| Records from a data collection |
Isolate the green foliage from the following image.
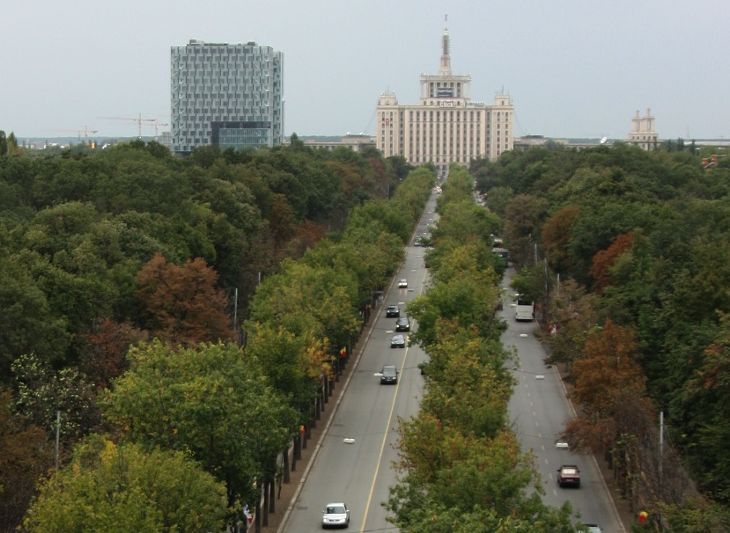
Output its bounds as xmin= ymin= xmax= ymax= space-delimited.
xmin=0 ymin=258 xmax=69 ymax=373
xmin=101 ymin=340 xmax=297 ymax=505
xmin=495 ymin=143 xmax=730 ymax=514
xmin=389 ymin=166 xmax=577 ymax=532
xmin=24 ymin=435 xmax=227 ymax=532
xmin=11 ymin=353 xmax=99 ymax=442
xmin=0 ymin=139 xmax=406 ymax=379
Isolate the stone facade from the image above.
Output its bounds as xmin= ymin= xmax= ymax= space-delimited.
xmin=628 ymin=108 xmax=658 ymax=150
xmin=375 ymin=22 xmax=513 ymax=169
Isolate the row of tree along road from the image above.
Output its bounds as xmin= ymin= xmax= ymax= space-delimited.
xmin=475 ymin=142 xmax=730 ymax=530
xmin=0 ymin=135 xmax=428 ymax=531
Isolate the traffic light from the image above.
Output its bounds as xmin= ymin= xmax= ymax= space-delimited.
xmin=638 ymin=510 xmax=649 ymax=524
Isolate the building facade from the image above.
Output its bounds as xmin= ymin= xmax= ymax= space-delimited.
xmin=376 ymin=23 xmax=514 ymax=169
xmin=289 ymin=134 xmax=376 ymax=152
xmin=627 ymin=108 xmax=658 ymax=150
xmin=171 ymin=39 xmax=283 ymax=154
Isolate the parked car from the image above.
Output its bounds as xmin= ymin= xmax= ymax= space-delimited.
xmin=556 ymin=465 xmax=581 ymax=488
xmin=395 ymin=316 xmax=411 ymax=331
xmin=385 ymin=304 xmax=400 ymax=318
xmin=380 ymin=365 xmax=398 ymax=384
xmin=398 ymin=278 xmax=408 ymax=288
xmin=322 ymin=502 xmax=350 ymax=528
xmin=390 ymin=334 xmax=406 ymax=348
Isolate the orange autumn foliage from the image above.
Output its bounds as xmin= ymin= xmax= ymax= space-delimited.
xmin=136 ymin=253 xmax=233 ymax=345
xmin=590 ymin=232 xmax=635 ymax=292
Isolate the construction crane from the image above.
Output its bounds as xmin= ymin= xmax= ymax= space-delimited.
xmin=98 ymin=113 xmax=161 ymax=138
xmin=150 ymin=121 xmax=169 ymax=137
xmin=51 ymin=127 xmax=99 ymax=140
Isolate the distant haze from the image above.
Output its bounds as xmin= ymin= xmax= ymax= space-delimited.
xmin=1 ymin=0 xmax=728 ymax=140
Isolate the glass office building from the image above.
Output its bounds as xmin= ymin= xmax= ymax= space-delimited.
xmin=171 ymin=39 xmax=284 ymax=154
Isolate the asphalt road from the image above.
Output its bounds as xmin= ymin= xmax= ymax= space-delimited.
xmin=502 ymin=268 xmax=626 ymax=533
xmin=280 ymin=196 xmax=438 ymax=533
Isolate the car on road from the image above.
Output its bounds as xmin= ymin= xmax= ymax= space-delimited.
xmin=380 ymin=365 xmax=398 ymax=384
xmin=390 ymin=334 xmax=406 ymax=348
xmin=584 ymin=524 xmax=603 ymax=533
xmin=385 ymin=304 xmax=400 ymax=317
xmin=398 ymin=278 xmax=408 ymax=288
xmin=322 ymin=502 xmax=350 ymax=528
xmin=556 ymin=464 xmax=581 ymax=488
xmin=395 ymin=316 xmax=411 ymax=331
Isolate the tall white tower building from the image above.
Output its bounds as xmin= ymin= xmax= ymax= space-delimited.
xmin=376 ymin=19 xmax=514 ymax=169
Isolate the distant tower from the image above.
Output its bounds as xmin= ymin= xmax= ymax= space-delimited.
xmin=628 ymin=108 xmax=658 ymax=150
xmin=439 ymin=14 xmax=451 ymax=76
xmin=375 ymin=17 xmax=514 ymax=167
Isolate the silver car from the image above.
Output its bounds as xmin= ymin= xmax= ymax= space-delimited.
xmin=322 ymin=502 xmax=350 ymax=529
xmin=391 ymin=334 xmax=406 ymax=348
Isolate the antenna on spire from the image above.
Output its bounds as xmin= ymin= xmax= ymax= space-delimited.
xmin=440 ymin=15 xmax=451 ymax=75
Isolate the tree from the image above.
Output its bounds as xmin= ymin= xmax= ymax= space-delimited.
xmin=245 ymin=323 xmax=323 ymax=416
xmin=78 ymin=318 xmax=149 ymax=387
xmin=564 ymin=320 xmax=650 ymax=457
xmin=503 ymin=194 xmax=548 ymax=268
xmin=679 ymin=314 xmax=730 ymax=501
xmin=135 ymin=253 xmax=233 ymax=344
xmin=541 ymin=205 xmax=580 ymax=274
xmin=590 ymin=232 xmax=635 ymax=292
xmin=101 ymin=340 xmax=297 ymax=506
xmin=24 ymin=435 xmax=227 ymax=532
xmin=0 ymin=131 xmax=6 ymax=157
xmin=0 ymin=258 xmax=69 ymax=375
xmin=6 ymin=132 xmax=18 ymax=156
xmin=388 ymin=423 xmax=576 ymax=532
xmin=544 ymin=279 xmax=599 ymax=369
xmin=0 ymin=389 xmax=53 ymax=531
xmin=11 ymin=353 xmax=99 ymax=444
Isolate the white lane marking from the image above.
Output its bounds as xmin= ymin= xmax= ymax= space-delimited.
xmin=361 ymin=345 xmax=412 ymax=529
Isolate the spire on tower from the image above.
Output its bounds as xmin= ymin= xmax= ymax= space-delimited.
xmin=440 ymin=14 xmax=451 ymax=75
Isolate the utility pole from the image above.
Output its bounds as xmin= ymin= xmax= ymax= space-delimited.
xmin=55 ymin=410 xmax=61 ymax=470
xmin=659 ymin=410 xmax=664 ymax=496
xmin=233 ymin=287 xmax=239 ymax=341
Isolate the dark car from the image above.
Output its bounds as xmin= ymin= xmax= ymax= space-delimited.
xmin=385 ymin=305 xmax=400 ymax=318
xmin=395 ymin=316 xmax=410 ymax=332
xmin=380 ymin=365 xmax=398 ymax=384
xmin=390 ymin=334 xmax=406 ymax=348
xmin=557 ymin=465 xmax=581 ymax=488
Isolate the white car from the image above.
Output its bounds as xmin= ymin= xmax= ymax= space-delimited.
xmin=322 ymin=502 xmax=350 ymax=529
xmin=398 ymin=279 xmax=408 ymax=288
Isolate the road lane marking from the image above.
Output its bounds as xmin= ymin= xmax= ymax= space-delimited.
xmin=361 ymin=255 xmax=430 ymax=531
xmin=362 ymin=330 xmax=420 ymax=522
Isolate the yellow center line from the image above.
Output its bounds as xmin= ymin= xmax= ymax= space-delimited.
xmin=360 ymin=344 xmax=409 ymax=531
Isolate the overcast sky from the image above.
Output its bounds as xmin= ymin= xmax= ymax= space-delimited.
xmin=2 ymin=0 xmax=728 ymax=140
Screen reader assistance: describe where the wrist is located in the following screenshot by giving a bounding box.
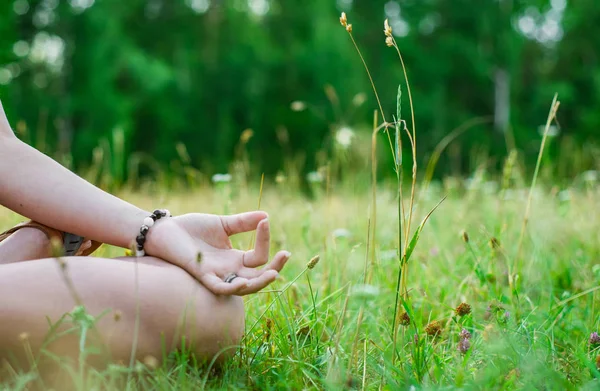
[132,209,171,256]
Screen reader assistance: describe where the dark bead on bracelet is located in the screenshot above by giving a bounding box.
[153,209,164,217]
[150,214,158,221]
[140,225,149,235]
[137,243,144,251]
[136,234,146,246]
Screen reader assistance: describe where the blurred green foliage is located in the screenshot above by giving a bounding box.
[0,0,598,182]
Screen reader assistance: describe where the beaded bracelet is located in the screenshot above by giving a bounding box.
[135,209,171,257]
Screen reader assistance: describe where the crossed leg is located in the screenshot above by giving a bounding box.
[0,229,244,371]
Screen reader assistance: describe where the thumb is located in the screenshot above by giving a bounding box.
[220,211,268,236]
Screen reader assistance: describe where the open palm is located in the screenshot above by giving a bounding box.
[146,211,290,296]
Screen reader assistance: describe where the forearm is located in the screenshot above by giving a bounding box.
[0,136,148,248]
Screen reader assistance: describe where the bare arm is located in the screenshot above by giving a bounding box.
[0,101,290,295]
[0,136,148,248]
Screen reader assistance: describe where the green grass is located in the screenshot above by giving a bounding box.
[2,13,599,391]
[2,176,600,390]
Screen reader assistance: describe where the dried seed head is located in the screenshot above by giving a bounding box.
[346,24,353,33]
[457,338,470,354]
[196,252,203,263]
[459,328,472,340]
[461,230,469,243]
[489,237,500,249]
[384,19,392,37]
[425,321,442,338]
[18,332,29,342]
[265,318,273,340]
[143,355,159,369]
[385,36,394,47]
[505,368,521,381]
[590,332,600,346]
[307,254,320,269]
[339,12,347,27]
[399,312,411,326]
[455,302,472,317]
[240,128,254,144]
[113,310,122,322]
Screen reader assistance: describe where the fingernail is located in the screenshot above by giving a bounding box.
[284,251,292,258]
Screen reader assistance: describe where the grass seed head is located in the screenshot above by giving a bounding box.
[339,12,347,27]
[459,328,472,340]
[384,19,392,37]
[265,318,273,340]
[590,332,600,346]
[489,237,500,249]
[240,128,253,144]
[461,230,469,243]
[346,24,353,33]
[18,332,29,343]
[399,311,411,326]
[456,302,472,317]
[385,36,394,47]
[457,338,470,354]
[425,320,442,338]
[307,254,320,269]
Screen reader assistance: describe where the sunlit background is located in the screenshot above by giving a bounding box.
[0,0,598,186]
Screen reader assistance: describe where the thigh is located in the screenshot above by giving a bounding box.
[0,257,244,369]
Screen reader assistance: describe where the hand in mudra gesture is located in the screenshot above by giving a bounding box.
[145,211,290,295]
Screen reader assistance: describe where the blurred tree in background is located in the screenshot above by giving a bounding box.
[0,0,598,185]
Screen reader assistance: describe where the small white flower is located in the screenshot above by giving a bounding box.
[332,228,352,239]
[290,101,307,112]
[582,170,598,182]
[352,93,366,107]
[306,171,323,183]
[275,172,286,183]
[557,190,570,202]
[211,173,232,183]
[335,126,354,149]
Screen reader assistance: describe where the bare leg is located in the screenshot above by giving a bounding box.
[0,257,244,374]
[0,228,52,264]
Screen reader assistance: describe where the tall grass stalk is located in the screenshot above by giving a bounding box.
[514,94,560,267]
[341,15,396,162]
[342,14,444,371]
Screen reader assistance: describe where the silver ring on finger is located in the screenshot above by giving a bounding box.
[224,273,238,283]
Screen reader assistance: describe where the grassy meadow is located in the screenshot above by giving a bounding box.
[1,167,600,390]
[2,13,600,391]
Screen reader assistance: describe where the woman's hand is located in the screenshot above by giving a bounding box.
[144,211,290,296]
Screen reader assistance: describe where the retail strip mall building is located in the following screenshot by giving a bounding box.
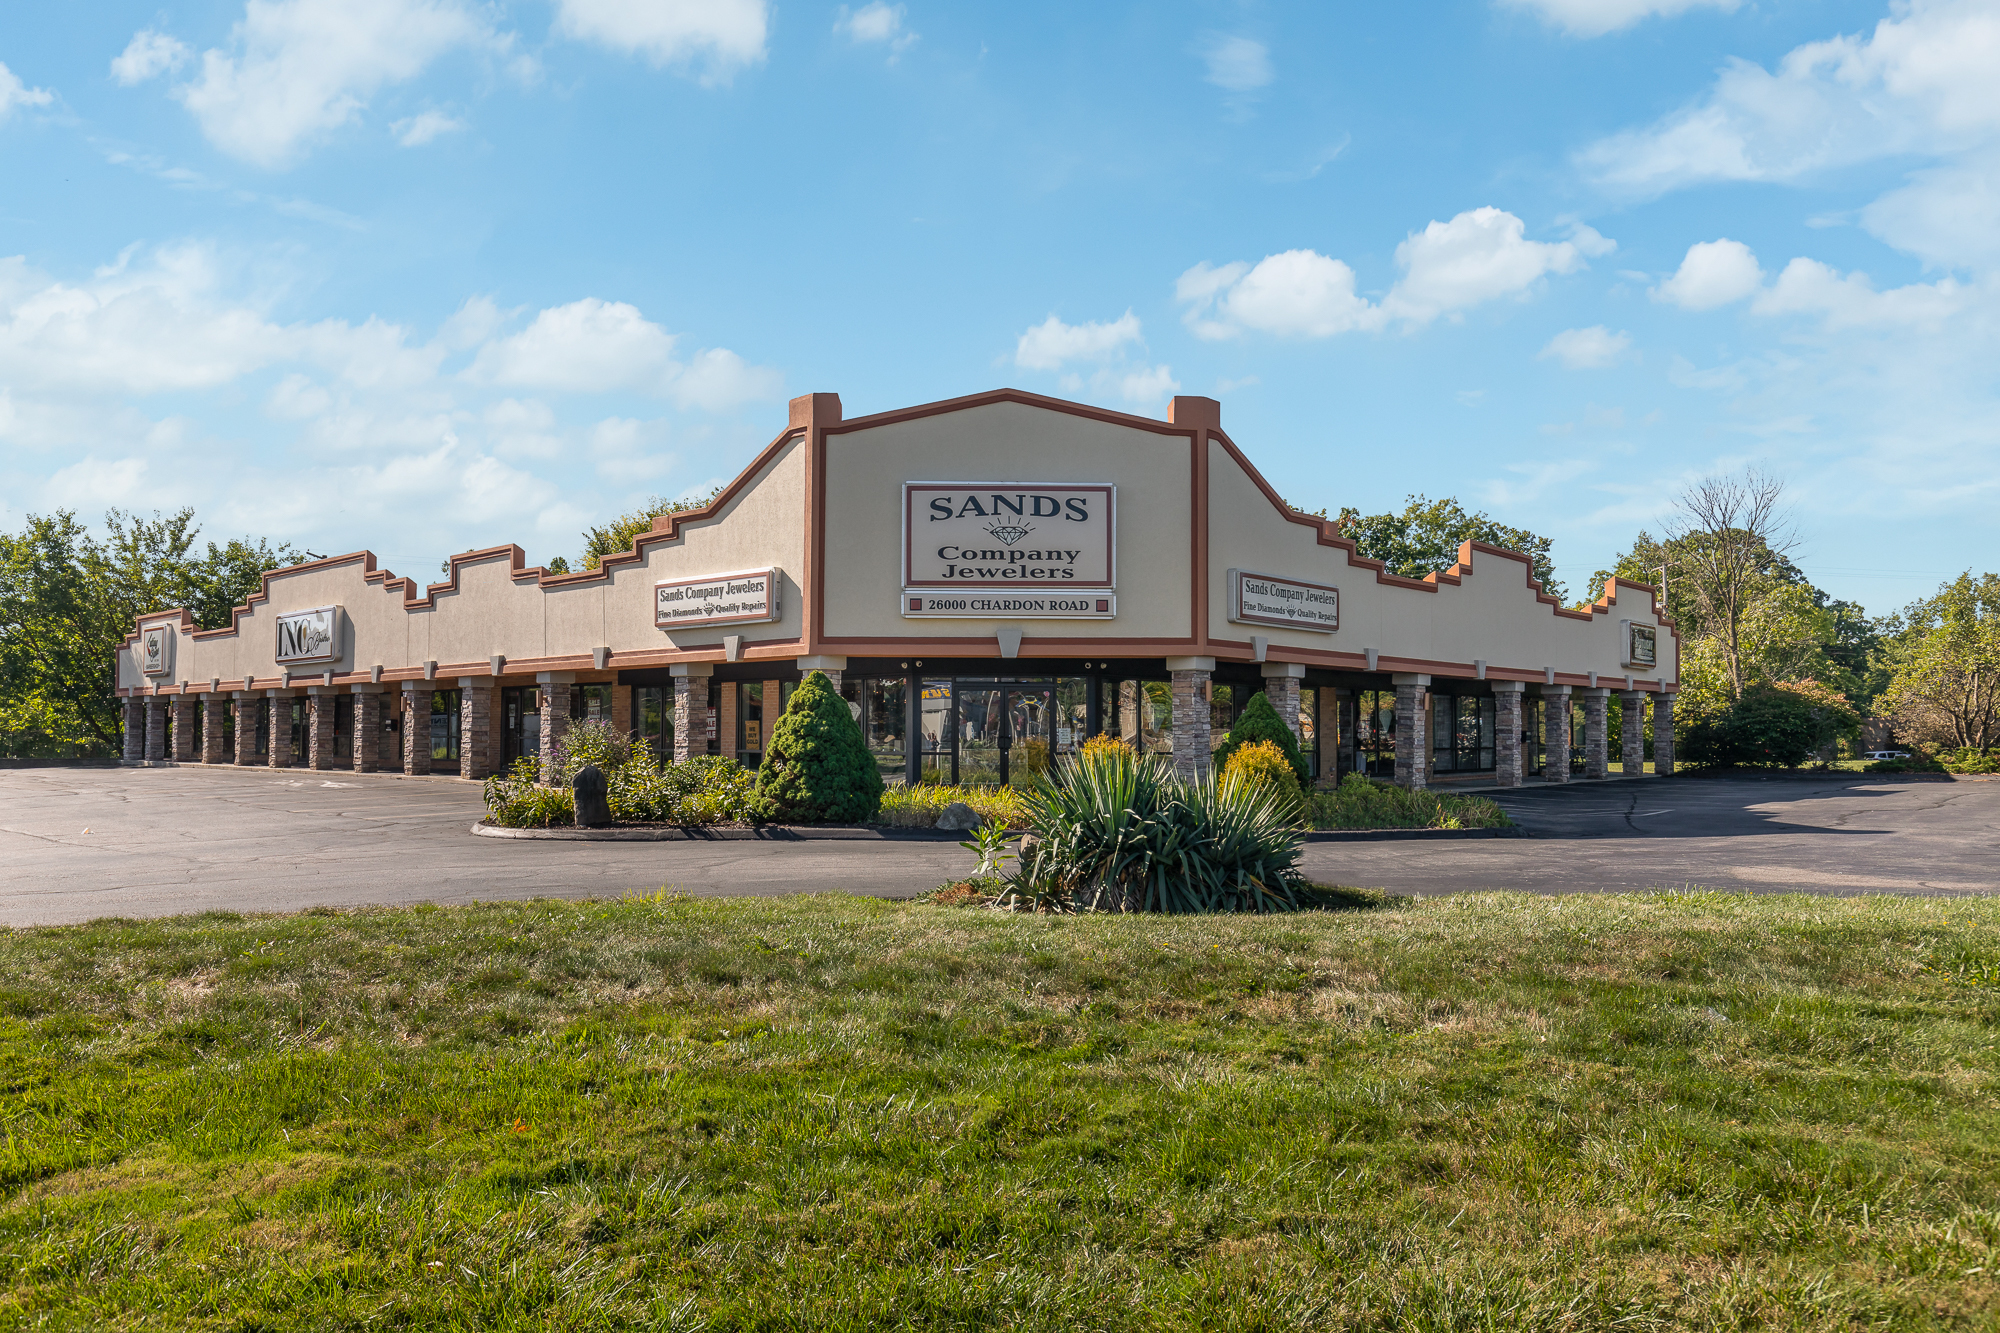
[115,390,1679,790]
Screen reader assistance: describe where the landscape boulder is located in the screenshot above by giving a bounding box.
[572,764,613,828]
[935,801,980,831]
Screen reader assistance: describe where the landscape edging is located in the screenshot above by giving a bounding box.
[471,821,1525,843]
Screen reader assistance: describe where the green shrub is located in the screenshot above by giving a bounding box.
[1211,691,1311,786]
[1221,738,1303,815]
[611,753,759,823]
[1685,680,1861,769]
[551,717,630,784]
[1305,773,1510,830]
[876,784,1029,829]
[482,758,576,828]
[755,670,885,824]
[1866,751,1950,775]
[1009,743,1307,913]
[1938,748,2000,774]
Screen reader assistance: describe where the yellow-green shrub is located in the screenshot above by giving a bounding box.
[1221,738,1303,812]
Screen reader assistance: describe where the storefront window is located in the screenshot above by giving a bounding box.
[635,686,670,761]
[739,682,763,767]
[1430,693,1496,773]
[503,687,540,765]
[839,677,908,781]
[430,689,461,765]
[333,695,352,763]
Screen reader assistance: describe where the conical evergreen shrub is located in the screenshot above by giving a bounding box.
[1211,690,1310,786]
[754,670,885,823]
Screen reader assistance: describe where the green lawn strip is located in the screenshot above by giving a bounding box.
[0,893,1993,1330]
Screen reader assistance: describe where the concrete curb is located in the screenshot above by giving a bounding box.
[1304,826,1527,842]
[472,822,969,842]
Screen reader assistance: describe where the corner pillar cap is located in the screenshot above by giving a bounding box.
[1391,673,1431,687]
[400,679,434,692]
[535,671,576,686]
[796,655,847,671]
[1165,656,1216,673]
[1259,661,1306,679]
[1618,688,1648,701]
[1168,395,1221,432]
[669,662,714,679]
[1538,683,1573,696]
[458,675,495,688]
[789,392,842,430]
[232,690,258,701]
[1490,680,1527,693]
[1579,686,1612,698]
[349,684,386,694]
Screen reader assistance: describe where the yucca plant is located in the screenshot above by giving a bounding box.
[1006,743,1308,914]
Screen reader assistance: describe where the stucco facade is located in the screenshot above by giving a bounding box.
[115,389,1679,789]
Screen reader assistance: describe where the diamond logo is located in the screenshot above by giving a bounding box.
[985,521,1034,546]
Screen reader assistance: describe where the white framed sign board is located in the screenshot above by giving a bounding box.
[275,606,341,665]
[1621,620,1658,669]
[140,625,173,676]
[1227,569,1340,633]
[902,482,1115,590]
[656,568,780,629]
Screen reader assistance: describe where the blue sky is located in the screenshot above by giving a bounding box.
[1,0,1993,615]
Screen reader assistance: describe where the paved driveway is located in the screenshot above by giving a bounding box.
[0,766,1994,925]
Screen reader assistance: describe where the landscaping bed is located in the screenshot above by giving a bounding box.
[1,891,1995,1328]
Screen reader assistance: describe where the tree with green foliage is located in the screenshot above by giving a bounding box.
[0,508,296,757]
[1211,691,1310,786]
[1331,494,1565,603]
[581,486,725,571]
[1879,572,2000,753]
[755,670,885,823]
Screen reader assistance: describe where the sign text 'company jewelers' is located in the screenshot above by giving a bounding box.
[903,483,1114,588]
[1227,569,1339,632]
[275,606,341,664]
[901,592,1115,619]
[655,568,781,629]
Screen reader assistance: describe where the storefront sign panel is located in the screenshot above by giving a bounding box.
[656,568,780,629]
[1227,569,1339,632]
[903,483,1114,589]
[901,592,1116,619]
[140,625,173,676]
[275,606,341,665]
[1622,620,1657,669]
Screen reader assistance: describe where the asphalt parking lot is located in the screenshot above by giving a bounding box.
[0,765,1994,925]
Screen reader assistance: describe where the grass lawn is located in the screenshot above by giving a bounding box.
[1,891,1996,1330]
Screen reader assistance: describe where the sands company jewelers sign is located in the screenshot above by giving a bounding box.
[656,568,780,629]
[903,483,1114,589]
[1227,569,1339,633]
[275,606,341,665]
[140,625,172,676]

| EXERCISE GOAL |
Please count the lines above that hold the string "lane" and reply with the number alone.

| SOLUTION FOR THIS TASK |
2